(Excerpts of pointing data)
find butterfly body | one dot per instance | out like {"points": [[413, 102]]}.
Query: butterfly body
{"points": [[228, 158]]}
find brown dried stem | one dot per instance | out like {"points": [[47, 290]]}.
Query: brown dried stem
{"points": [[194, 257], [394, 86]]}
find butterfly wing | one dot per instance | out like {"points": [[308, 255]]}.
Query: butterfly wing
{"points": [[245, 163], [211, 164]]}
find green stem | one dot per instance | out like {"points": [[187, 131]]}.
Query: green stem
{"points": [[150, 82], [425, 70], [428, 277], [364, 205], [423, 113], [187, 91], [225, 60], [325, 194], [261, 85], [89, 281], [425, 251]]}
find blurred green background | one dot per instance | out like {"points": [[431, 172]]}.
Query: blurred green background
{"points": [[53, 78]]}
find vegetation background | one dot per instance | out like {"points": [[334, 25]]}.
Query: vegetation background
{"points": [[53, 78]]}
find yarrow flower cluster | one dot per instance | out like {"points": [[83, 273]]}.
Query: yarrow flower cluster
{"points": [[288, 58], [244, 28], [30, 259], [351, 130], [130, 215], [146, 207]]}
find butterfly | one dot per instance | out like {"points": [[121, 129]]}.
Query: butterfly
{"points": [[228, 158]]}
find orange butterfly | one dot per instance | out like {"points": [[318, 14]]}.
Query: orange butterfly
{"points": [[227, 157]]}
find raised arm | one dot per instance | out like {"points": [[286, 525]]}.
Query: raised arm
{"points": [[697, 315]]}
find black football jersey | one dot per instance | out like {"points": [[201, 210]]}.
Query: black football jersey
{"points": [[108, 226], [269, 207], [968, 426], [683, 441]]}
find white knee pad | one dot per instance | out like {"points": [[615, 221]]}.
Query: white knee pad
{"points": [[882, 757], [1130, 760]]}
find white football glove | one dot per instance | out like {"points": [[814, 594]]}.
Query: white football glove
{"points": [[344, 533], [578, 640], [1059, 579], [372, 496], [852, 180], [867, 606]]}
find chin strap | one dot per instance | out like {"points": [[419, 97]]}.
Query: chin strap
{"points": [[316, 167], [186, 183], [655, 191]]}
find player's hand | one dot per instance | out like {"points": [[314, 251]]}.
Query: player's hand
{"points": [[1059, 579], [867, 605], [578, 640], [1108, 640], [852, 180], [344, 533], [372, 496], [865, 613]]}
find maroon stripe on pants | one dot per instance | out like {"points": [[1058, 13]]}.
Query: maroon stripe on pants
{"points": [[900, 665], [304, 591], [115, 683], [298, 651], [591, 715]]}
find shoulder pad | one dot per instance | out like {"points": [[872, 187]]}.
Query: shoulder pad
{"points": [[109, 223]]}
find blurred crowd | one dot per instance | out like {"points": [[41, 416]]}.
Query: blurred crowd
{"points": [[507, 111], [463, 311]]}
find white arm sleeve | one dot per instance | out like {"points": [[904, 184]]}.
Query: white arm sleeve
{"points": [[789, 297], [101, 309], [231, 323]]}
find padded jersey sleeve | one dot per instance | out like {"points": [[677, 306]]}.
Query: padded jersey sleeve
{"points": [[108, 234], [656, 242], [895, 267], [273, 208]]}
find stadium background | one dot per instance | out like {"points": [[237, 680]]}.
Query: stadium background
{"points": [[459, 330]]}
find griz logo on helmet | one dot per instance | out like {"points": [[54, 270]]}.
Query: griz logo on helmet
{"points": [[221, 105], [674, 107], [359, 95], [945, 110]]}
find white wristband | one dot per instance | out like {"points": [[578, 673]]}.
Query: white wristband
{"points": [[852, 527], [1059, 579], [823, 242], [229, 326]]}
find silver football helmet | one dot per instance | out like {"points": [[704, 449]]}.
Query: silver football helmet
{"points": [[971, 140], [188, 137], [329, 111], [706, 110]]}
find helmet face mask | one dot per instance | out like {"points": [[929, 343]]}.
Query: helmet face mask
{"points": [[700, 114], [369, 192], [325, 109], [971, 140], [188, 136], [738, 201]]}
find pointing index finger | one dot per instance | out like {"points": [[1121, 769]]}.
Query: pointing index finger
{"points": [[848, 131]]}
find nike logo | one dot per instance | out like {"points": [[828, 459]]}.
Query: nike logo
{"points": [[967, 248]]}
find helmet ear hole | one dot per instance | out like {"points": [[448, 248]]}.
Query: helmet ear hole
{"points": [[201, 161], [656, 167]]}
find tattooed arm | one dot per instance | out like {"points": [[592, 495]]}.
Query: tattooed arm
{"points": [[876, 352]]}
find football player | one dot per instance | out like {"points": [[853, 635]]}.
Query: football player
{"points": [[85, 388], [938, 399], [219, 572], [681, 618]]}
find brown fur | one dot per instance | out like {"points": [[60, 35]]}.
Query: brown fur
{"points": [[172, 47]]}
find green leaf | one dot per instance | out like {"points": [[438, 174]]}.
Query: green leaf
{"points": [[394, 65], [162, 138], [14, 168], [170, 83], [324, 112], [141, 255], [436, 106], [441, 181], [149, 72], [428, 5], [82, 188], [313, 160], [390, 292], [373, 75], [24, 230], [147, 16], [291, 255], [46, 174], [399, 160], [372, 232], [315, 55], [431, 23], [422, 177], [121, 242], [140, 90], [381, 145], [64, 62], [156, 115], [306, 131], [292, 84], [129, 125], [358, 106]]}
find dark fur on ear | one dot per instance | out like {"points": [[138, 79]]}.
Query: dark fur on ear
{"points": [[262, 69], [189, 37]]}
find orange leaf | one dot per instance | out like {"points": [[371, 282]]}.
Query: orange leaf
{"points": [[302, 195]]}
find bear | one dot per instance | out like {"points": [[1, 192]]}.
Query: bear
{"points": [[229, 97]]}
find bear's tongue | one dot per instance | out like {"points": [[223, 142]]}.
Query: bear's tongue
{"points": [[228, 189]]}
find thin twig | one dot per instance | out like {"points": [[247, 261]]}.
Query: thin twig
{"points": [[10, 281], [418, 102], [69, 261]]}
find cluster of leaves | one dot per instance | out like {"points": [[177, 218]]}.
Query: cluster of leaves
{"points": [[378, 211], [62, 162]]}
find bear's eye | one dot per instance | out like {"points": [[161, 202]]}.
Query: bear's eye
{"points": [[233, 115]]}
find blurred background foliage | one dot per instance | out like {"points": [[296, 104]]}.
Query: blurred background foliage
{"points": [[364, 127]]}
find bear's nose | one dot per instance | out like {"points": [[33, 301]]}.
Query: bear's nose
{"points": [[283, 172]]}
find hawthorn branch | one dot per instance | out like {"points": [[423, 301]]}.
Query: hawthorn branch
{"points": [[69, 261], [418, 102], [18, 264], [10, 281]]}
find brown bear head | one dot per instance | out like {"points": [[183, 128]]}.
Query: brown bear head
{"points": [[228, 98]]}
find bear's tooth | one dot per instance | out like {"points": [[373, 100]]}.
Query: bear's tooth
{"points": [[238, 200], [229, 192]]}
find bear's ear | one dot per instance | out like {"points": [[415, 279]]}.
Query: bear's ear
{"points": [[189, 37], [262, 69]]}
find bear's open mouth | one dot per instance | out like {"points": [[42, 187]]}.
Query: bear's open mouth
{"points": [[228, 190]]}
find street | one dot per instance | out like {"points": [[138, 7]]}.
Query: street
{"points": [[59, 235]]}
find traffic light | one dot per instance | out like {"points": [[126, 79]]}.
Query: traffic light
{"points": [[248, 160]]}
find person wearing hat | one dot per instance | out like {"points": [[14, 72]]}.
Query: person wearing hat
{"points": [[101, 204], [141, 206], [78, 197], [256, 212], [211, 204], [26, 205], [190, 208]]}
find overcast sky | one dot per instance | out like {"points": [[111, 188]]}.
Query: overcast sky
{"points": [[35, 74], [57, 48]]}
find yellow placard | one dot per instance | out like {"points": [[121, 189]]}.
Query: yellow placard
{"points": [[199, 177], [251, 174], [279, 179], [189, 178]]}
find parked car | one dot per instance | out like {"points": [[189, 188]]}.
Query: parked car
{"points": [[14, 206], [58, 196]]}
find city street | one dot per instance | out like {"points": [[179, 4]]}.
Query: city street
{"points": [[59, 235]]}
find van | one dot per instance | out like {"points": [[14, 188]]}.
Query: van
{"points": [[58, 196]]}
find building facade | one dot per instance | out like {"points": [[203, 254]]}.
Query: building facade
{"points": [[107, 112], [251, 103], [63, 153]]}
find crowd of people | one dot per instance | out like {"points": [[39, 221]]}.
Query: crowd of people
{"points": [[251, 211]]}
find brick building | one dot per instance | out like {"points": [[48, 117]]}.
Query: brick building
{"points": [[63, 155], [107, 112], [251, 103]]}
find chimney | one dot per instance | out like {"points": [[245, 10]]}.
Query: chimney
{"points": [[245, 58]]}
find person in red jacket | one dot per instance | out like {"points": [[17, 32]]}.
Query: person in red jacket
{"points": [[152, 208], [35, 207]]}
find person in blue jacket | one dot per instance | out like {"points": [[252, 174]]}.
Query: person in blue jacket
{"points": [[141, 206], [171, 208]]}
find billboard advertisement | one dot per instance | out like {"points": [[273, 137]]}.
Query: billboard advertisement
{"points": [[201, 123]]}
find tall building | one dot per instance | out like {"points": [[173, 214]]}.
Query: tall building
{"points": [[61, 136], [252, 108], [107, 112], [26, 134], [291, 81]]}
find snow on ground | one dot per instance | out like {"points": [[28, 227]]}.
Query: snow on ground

WHAT IS EXPECTED — Repeat word for word the lines running from the line containing "find parked car" to the end of the entries above, inclusive.

ANSWER TO THIS TASK —
find parked car | one dot per instance | out like {"points": [[189, 188]]}.
Query: parked car
{"points": [[14, 206], [58, 196]]}
find city street | one dot per instance | out like {"points": [[179, 4]]}.
Query: city street
{"points": [[59, 235]]}
find van | one dot per instance | out like {"points": [[14, 188]]}.
Query: van
{"points": [[58, 196]]}
find building facade | one dot per instance | out like {"points": [[203, 254]]}.
Query: building facade
{"points": [[107, 112], [251, 103], [63, 153]]}
find crowd of people | one dot per instance | out like {"points": [[39, 221]]}.
Query: crowd of people
{"points": [[251, 211]]}
find brick building | one dot per instance | out like {"points": [[48, 117]]}.
Query: brick building
{"points": [[63, 155], [107, 112], [251, 103]]}
find chimney | one dot per instance | out like {"points": [[245, 10]]}.
Query: chimney
{"points": [[245, 58]]}
find person in red jacket | one dot per instance | out like {"points": [[17, 32]]}.
Query: person in red jacket
{"points": [[152, 208], [35, 207]]}
find person in blue jacket | one dot per instance | out like {"points": [[252, 174]]}.
Query: person in blue jacket
{"points": [[141, 206], [171, 208]]}
find billboard advertisement | one dot per instance | out like {"points": [[273, 137]]}.
Query: billboard advertisement
{"points": [[201, 123]]}
find tall building | one dot per instance | out like {"points": [[173, 214]]}.
Query: tall building
{"points": [[61, 136], [252, 108], [107, 112], [26, 134], [291, 81]]}
find snow on ground | one dot per instance | out like {"points": [[28, 227]]}.
Query: snow on ground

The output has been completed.